_MATERIAL FOR THIS EXERCISE_:
********************

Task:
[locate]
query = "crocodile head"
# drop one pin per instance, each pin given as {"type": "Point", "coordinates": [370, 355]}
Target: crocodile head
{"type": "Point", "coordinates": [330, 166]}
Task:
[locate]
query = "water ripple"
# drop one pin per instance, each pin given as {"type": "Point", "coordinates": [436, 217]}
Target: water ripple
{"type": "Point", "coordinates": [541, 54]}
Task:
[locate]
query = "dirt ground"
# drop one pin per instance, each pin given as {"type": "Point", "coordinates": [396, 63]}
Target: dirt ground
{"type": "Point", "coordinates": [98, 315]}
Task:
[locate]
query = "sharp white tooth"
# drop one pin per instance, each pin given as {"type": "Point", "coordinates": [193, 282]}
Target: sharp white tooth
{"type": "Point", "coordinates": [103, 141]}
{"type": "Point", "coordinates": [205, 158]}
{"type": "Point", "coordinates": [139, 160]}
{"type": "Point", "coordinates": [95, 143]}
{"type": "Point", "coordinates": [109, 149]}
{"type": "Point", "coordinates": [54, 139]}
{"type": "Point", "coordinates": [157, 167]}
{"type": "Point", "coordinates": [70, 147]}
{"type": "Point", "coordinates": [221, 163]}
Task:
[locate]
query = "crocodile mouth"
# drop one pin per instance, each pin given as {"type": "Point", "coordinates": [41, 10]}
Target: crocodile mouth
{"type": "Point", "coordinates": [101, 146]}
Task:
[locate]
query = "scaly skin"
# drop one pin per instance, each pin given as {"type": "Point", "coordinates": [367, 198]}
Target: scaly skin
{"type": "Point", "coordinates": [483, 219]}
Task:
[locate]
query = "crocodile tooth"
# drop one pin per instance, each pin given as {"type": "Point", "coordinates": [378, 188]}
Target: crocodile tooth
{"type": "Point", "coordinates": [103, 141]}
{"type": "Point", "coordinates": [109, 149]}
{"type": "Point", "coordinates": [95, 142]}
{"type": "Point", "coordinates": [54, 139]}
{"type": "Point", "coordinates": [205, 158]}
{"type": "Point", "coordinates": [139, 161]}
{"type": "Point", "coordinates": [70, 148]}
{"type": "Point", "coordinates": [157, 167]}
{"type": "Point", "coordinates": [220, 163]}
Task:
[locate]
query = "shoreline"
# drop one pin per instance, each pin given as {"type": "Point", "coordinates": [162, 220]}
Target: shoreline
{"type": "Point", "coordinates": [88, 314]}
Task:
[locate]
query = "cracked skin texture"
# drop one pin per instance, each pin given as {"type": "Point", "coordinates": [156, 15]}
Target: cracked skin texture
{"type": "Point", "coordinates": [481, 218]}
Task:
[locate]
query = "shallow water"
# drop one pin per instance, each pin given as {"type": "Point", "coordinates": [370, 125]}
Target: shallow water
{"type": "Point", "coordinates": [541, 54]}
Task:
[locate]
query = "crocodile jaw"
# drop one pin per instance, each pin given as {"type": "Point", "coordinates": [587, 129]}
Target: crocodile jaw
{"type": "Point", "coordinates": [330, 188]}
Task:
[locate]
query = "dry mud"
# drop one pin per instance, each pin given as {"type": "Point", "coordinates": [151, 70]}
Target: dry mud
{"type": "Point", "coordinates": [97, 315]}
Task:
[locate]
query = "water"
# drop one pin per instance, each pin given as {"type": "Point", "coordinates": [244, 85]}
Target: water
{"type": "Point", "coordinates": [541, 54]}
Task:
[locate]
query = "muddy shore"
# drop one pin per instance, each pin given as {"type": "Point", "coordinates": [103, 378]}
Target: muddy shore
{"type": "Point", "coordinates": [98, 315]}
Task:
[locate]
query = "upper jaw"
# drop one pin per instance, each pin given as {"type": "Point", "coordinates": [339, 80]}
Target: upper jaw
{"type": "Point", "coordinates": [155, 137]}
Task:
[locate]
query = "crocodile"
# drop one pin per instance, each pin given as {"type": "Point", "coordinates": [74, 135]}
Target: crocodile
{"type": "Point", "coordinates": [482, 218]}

********************

_DIRECTIONS FOR THIS TASK_: Repeat the preceding lines exactly, please, every one of them.

_CORRECT OUTPUT_:
Task:
[locate]
query = "crocodile head"
# drop one pin per instance, each pin given as {"type": "Point", "coordinates": [370, 355]}
Target: crocodile head
{"type": "Point", "coordinates": [330, 166]}
Task:
[locate]
query = "water ripple"
# drop one pin per instance, each pin given as {"type": "Point", "coordinates": [436, 217]}
Target: water ripple
{"type": "Point", "coordinates": [541, 54]}
Task:
[locate]
query = "dirt ground"
# drop one pin per instance, each pin given as {"type": "Point", "coordinates": [396, 63]}
Target: dirt ground
{"type": "Point", "coordinates": [98, 315]}
Task:
[locate]
query = "sharp white tooth"
# drop one pin per instance, each pin given as {"type": "Point", "coordinates": [193, 282]}
Target: sharp white tooth
{"type": "Point", "coordinates": [103, 141]}
{"type": "Point", "coordinates": [205, 158]}
{"type": "Point", "coordinates": [139, 160]}
{"type": "Point", "coordinates": [95, 143]}
{"type": "Point", "coordinates": [109, 149]}
{"type": "Point", "coordinates": [54, 139]}
{"type": "Point", "coordinates": [157, 167]}
{"type": "Point", "coordinates": [70, 147]}
{"type": "Point", "coordinates": [221, 163]}
Task:
[locate]
query = "crocodile mouth"
# drop one pin per instance, each pin given as {"type": "Point", "coordinates": [41, 10]}
Target: crocodile mouth
{"type": "Point", "coordinates": [101, 146]}
Task:
[locate]
query = "scaly skin"
# drop one pin per instance, each pin given as {"type": "Point", "coordinates": [367, 198]}
Target: scaly skin
{"type": "Point", "coordinates": [483, 219]}
Task:
[locate]
query = "crocodile tooth"
# drop one pin per instance, each pin given as {"type": "Point", "coordinates": [378, 188]}
Target: crocodile tooth
{"type": "Point", "coordinates": [103, 141]}
{"type": "Point", "coordinates": [109, 149]}
{"type": "Point", "coordinates": [95, 142]}
{"type": "Point", "coordinates": [54, 139]}
{"type": "Point", "coordinates": [205, 158]}
{"type": "Point", "coordinates": [139, 161]}
{"type": "Point", "coordinates": [70, 148]}
{"type": "Point", "coordinates": [157, 167]}
{"type": "Point", "coordinates": [220, 163]}
Task:
[locate]
query = "shoreline"
# drop one pin per instance, each pin given as {"type": "Point", "coordinates": [162, 220]}
Target: shoreline
{"type": "Point", "coordinates": [88, 314]}
Task:
[locate]
query = "cracked skin texture"
# drop one pin per instance, each pin given as {"type": "Point", "coordinates": [156, 15]}
Target: cracked skin texture
{"type": "Point", "coordinates": [481, 218]}
Task:
[locate]
query = "shallow water"
# drop one pin per instance, each pin given as {"type": "Point", "coordinates": [370, 125]}
Target: shallow water
{"type": "Point", "coordinates": [541, 54]}
Task:
[locate]
query = "crocodile jaw"
# drop one pin per instance, each pin given as {"type": "Point", "coordinates": [587, 129]}
Target: crocodile jaw
{"type": "Point", "coordinates": [330, 188]}
Task:
[locate]
query = "dry mud"
# drop one pin per instance, each pin given as {"type": "Point", "coordinates": [151, 70]}
Target: dry mud
{"type": "Point", "coordinates": [97, 315]}
Task:
[locate]
query = "water"
# drop one pin per instance, each pin given as {"type": "Point", "coordinates": [244, 85]}
Target: water
{"type": "Point", "coordinates": [541, 54]}
Task:
[locate]
query = "muddy shore"
# drop one pin per instance, each pin given as {"type": "Point", "coordinates": [103, 378]}
Target: muddy shore
{"type": "Point", "coordinates": [98, 315]}
Task:
[locate]
query = "upper jaw"
# drop one pin per instance, each pin given as {"type": "Point", "coordinates": [339, 80]}
Target: upper jaw
{"type": "Point", "coordinates": [155, 137]}
Task:
[locate]
query = "crocodile"
# drop one pin per instance, each pin given as {"type": "Point", "coordinates": [74, 135]}
Target: crocodile
{"type": "Point", "coordinates": [482, 218]}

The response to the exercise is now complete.